The whole listing is to be set down again without alteration.
##### GIVEN INFORMATION
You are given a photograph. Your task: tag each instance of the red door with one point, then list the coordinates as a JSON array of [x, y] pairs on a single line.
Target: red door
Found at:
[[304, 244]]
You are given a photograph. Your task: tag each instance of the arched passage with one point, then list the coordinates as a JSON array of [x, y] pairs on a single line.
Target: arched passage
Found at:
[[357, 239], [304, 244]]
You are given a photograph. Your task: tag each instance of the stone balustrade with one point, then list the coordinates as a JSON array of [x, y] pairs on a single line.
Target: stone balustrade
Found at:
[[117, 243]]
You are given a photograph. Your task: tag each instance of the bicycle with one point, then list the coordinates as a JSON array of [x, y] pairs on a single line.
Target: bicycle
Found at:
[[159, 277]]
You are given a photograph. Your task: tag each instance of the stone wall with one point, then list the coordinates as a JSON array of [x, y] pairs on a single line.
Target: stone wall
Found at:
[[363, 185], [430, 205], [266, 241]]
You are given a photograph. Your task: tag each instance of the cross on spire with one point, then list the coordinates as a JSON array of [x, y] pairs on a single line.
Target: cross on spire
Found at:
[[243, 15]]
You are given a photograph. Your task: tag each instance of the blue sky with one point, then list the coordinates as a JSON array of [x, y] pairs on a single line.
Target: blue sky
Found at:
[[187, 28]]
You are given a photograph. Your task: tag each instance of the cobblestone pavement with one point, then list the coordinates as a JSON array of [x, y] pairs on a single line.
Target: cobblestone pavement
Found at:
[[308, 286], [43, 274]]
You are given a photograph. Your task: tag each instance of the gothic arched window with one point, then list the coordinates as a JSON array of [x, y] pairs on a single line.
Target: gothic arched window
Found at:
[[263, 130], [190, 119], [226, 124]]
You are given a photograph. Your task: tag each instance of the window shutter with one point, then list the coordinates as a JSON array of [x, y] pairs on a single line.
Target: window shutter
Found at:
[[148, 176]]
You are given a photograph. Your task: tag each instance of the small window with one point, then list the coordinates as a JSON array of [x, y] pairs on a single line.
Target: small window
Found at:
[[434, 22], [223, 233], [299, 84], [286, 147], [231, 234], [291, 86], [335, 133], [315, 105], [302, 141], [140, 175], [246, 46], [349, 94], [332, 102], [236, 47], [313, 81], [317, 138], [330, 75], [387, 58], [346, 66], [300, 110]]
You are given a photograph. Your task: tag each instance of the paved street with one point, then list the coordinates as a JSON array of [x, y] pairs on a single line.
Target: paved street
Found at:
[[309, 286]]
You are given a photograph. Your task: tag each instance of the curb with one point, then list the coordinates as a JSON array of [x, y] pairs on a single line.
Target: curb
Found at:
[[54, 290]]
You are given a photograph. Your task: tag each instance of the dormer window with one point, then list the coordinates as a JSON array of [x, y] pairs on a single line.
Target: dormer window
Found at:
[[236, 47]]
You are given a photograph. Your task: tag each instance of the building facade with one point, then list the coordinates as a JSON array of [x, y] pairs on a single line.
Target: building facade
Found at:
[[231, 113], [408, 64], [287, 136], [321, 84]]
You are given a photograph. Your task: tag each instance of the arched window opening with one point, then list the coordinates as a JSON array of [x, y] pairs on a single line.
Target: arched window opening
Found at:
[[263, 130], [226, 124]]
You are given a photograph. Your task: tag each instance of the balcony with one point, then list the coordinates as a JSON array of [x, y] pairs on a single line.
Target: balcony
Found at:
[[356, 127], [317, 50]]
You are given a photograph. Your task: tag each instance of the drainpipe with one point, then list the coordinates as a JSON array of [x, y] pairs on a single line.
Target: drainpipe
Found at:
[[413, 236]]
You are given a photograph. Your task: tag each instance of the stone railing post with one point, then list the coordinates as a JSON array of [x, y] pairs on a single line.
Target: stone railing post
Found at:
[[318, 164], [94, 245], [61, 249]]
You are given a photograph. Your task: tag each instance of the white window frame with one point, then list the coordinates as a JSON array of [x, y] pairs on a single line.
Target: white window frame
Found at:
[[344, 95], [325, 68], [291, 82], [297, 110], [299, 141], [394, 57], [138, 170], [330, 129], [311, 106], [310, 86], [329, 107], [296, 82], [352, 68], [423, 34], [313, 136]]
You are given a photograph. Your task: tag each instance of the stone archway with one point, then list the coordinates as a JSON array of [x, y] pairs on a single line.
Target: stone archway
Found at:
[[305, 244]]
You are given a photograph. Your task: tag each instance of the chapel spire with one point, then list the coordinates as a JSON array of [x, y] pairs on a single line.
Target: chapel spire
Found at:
##########
REPLY TO THE TASK →
You are given a photograph. Your task: tag each instance of the red door with one point, then list the coordinates as a JSON array of [x, y] pairs on a single line.
Target: red door
Found at:
[[304, 244]]
You are given a photograph. Your task: tag each instance of the arched passage with one point, then list the coordinates as a JSON array of [x, y] pairs on a single line.
Target: arched passage
Found at:
[[357, 239], [304, 244]]
You are given a photograph. Your task: tag each instance of the stone balustrade with one point, then list the coordinates as a JSON array of [x, y] pairs on a single line.
Target: stone balustrade
Found at:
[[117, 243]]
You are given a photograph. Your task: tag each instance of the bicycle with one point, then list the coordinates as a JSON array of [x, y] pairs on a single line.
Target: bicycle
Found at:
[[159, 277]]
You are given a photograph. Your task: tag each instance of the stone wall with one point, then list the coordinates as a JSON array of [x, y] pairs on a single line.
Target: stone wall
Found at:
[[363, 185], [430, 205], [266, 241]]
You are given a photograph. Your task: tag each instance of the cross on spire with one point, then list the coordinates as a JSON array of [x, y] pairs on a single line.
Target: cross on spire
Found at:
[[243, 15]]
You are given a photograph. Your task: tag each instance of the blue sky with one point, then list the coordinates as a JSON array of [x, y] pairs on a single line.
Target: blue sky
Found at:
[[187, 28]]
You are given a photograph. Your task: tag each instance of the cobblestone pavement with one point, then list the coordinates as a JSON array of [x, y] pairs on a single line.
Target: cobblestone pavement
Found at:
[[308, 286], [43, 274]]
You are given a photograph. Your task: tag each instance of the gothic arched window with one point, then list the coordinates as a JSON array of [x, y] pairs on a single line.
Target: gothic arched window
Found at:
[[263, 130], [190, 119], [226, 124]]
You are given a photograph. Your task: tag each instance of the window shutter with one point, then list the coordinates as a JSON array of [x, y] pairs on a single line.
Target: window shutter
Found at:
[[148, 176]]
You are given a photograph. Your task: tag each instance of the small window with one point, then list the coordinates as a JSON array of [x, y] pairs on a single line.
Target: small window
Found at:
[[434, 22], [223, 233], [299, 84], [286, 147], [231, 234], [291, 86], [335, 133], [315, 105], [302, 141], [140, 175], [246, 46], [349, 94], [332, 102], [236, 47], [313, 81], [317, 138], [330, 75], [387, 58], [346, 66], [300, 110]]
You are given a photograph. Your task: tag each instance of the paved street with one point, then list the coordinates as a JSON array of [x, y] pairs on a single line.
Target: paved street
Found at:
[[309, 286]]
You are given a photograph. Your task: tag each instance of the curb with one point, then list the coordinates as a JSON array of [x, y] pairs on a single line.
Target: curb
Found at:
[[54, 290]]
You are given a photograph. Your task: tag each instance of the dormer window with one point, then list the coordinates as a JSON array of [x, y] pairs on a single line.
Target: dormer window
Found at:
[[236, 47]]
You are given a photograph. Your task: tag each instance of the building facade with one point, then list the coordinates as a JSON array of [x, y] pairs on a single line.
Target: building facade
Found at:
[[231, 113], [408, 64], [287, 136], [321, 84]]
You are given a photograph. Your task: tag each instance of the arched window opening with one point, then list the coordinates as a JSON array of [x, y] pairs on a single line.
Target: arched window opening
Found at:
[[263, 130], [226, 124]]
You are given a photograph. Your task: tag each instance of the balcony with one point, then list the coordinates as a JSON array of [x, y] pairs on a single line.
Target: balcony
Found at:
[[356, 127], [317, 50]]
You are given a photograph. Your task: tag each instance of the drainpipe with one point, then list the coordinates as a JSON array of [x, y] pairs on a single line.
Target: drainpipe
Found at:
[[413, 236]]
You are given a photograph. Your task: tag each instance of the stone railing post with one point, then list the coordinates as a JSON array of [x, y] pairs on a single line.
Target: stone railing post
Found at:
[[318, 164], [94, 245], [61, 249]]
You are given a photograph. Your task: tag each instance of the white window frame with one point, then list the coordinates as a JSON array of [x, y] pairs on a single line.
Target: white window frame
Found at:
[[344, 95], [325, 68], [291, 82], [297, 110], [299, 141], [394, 57], [138, 170], [330, 129], [311, 106], [310, 86], [329, 107], [296, 82], [352, 68], [423, 34], [313, 136]]
You are given a photograph. Your task: tag each instance of the stone archway with one point, then list the coordinates as a JSON array of [x, y] pairs on a single line.
Target: stone archway
Found at:
[[305, 244]]
You are given a photograph. Your task: tag each instance of the chapel spire with one point, then list the coordinates as a JSON array of [x, y] pairs on a single line.
Target: chapel spire
Found at:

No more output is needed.